### Required task
Rewrite the records below from the line with "Question. Indicate the airplane" up to and including the last line of the records, keeping every request unchanged. Add 43 to each x and y coordinate in the answers only.

──────

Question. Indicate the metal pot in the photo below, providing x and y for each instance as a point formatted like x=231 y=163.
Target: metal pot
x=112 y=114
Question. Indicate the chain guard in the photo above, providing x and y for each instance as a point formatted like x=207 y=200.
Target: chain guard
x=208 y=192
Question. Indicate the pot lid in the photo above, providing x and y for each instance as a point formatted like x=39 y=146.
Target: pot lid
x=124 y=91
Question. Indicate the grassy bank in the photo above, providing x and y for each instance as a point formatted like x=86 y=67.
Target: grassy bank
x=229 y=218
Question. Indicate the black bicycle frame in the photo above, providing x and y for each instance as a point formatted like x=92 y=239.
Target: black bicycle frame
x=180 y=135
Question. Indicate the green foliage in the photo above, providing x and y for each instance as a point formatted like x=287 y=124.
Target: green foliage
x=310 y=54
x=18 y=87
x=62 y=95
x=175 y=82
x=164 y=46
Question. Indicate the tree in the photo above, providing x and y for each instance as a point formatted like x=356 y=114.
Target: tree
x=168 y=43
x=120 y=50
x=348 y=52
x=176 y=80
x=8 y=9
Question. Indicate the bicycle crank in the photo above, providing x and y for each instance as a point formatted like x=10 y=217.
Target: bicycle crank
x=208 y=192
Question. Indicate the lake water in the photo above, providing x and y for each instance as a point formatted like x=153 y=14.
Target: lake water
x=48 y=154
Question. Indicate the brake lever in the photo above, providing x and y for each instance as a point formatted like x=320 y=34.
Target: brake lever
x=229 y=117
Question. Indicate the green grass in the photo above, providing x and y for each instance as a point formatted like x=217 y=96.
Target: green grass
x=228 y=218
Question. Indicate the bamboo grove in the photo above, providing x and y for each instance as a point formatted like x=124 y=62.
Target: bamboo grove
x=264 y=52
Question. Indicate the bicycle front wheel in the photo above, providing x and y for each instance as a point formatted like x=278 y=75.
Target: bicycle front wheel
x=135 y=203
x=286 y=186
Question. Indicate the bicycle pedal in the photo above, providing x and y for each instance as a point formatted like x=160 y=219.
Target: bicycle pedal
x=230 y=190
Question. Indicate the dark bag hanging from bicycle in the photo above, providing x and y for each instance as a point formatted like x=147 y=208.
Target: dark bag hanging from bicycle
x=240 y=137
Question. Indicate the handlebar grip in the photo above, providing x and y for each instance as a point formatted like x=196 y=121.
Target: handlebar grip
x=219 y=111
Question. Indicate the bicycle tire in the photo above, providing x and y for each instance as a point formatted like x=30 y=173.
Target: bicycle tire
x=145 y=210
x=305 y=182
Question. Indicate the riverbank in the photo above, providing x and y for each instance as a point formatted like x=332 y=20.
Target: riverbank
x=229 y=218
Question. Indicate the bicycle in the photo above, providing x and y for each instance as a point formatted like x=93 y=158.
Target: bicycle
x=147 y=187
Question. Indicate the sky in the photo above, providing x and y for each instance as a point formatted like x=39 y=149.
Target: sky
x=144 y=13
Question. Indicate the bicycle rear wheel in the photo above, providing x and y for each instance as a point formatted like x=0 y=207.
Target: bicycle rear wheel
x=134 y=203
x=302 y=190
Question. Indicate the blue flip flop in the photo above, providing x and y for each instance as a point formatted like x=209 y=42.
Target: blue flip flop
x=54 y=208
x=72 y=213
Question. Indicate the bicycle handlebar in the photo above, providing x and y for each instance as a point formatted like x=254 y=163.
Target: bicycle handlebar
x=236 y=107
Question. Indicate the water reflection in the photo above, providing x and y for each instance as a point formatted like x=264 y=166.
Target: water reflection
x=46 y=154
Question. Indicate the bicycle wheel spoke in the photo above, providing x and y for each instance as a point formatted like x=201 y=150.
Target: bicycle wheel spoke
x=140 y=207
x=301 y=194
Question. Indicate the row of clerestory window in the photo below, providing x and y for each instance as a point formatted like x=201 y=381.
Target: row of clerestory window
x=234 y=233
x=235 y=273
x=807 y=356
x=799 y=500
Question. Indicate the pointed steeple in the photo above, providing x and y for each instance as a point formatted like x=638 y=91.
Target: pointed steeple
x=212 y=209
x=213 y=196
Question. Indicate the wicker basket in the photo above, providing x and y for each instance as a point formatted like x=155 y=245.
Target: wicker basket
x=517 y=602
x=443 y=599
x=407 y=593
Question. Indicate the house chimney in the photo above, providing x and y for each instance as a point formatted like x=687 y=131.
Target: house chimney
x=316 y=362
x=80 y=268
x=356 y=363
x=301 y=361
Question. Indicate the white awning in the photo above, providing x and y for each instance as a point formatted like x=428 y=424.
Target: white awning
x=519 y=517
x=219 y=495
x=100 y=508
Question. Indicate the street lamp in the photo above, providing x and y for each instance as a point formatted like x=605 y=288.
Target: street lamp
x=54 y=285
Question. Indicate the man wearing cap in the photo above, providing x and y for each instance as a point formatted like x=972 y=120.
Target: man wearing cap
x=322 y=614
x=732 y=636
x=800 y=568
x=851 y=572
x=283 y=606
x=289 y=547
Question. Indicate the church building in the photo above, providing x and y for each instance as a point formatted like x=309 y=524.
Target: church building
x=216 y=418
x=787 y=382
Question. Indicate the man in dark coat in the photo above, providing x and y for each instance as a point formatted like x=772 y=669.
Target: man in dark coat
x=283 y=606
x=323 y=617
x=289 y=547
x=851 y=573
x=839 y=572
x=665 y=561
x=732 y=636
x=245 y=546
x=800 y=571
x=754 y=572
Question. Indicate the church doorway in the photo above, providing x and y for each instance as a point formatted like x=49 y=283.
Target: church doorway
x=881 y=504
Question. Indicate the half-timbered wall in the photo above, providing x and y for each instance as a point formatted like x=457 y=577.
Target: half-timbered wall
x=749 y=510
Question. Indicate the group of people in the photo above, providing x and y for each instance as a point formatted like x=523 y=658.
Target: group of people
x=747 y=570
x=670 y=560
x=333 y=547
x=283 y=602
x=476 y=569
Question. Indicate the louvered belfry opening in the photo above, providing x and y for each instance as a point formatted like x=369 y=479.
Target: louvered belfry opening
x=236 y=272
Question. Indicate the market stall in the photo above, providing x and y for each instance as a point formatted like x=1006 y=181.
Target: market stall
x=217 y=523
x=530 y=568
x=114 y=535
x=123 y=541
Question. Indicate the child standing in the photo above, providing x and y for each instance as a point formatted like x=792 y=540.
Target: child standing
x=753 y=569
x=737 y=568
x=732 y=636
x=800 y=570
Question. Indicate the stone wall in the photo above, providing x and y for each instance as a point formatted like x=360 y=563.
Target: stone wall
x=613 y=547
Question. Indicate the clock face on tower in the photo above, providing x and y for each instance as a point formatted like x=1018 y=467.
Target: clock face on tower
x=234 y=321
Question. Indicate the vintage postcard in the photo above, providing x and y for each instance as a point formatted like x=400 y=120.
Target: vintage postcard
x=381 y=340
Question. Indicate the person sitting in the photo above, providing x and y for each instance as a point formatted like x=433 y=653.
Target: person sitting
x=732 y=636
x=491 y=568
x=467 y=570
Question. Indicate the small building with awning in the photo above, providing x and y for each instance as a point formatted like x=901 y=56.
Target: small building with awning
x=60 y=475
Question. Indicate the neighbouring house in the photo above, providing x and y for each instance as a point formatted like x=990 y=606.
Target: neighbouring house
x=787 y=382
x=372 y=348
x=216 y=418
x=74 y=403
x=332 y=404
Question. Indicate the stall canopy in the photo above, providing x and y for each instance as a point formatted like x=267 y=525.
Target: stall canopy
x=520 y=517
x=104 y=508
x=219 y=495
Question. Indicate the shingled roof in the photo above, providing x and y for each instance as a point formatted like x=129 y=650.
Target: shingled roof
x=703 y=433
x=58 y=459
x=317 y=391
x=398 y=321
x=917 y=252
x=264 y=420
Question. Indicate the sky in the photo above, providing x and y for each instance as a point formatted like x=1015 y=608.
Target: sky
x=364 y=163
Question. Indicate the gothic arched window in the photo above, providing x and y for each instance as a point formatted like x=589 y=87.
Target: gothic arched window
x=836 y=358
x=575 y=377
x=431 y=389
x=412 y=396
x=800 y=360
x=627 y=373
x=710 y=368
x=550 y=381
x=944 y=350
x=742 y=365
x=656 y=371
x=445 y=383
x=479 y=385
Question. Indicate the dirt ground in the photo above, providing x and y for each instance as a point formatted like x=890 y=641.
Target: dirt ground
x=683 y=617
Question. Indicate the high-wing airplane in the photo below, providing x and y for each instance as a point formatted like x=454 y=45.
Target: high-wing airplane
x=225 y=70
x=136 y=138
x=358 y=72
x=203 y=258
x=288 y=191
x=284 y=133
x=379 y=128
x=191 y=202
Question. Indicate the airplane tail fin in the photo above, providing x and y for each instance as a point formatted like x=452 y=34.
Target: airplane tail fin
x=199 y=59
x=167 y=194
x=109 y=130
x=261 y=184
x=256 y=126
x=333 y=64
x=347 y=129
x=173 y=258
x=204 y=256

──────

### The solution
Question. Indicate the airplane tail fin in the photo above, providing x and y for each instance as a point formatted like x=452 y=34.
Target: airplane tail fin
x=242 y=102
x=210 y=237
x=152 y=173
x=304 y=227
x=299 y=169
x=376 y=107
x=390 y=172
x=216 y=301
x=247 y=299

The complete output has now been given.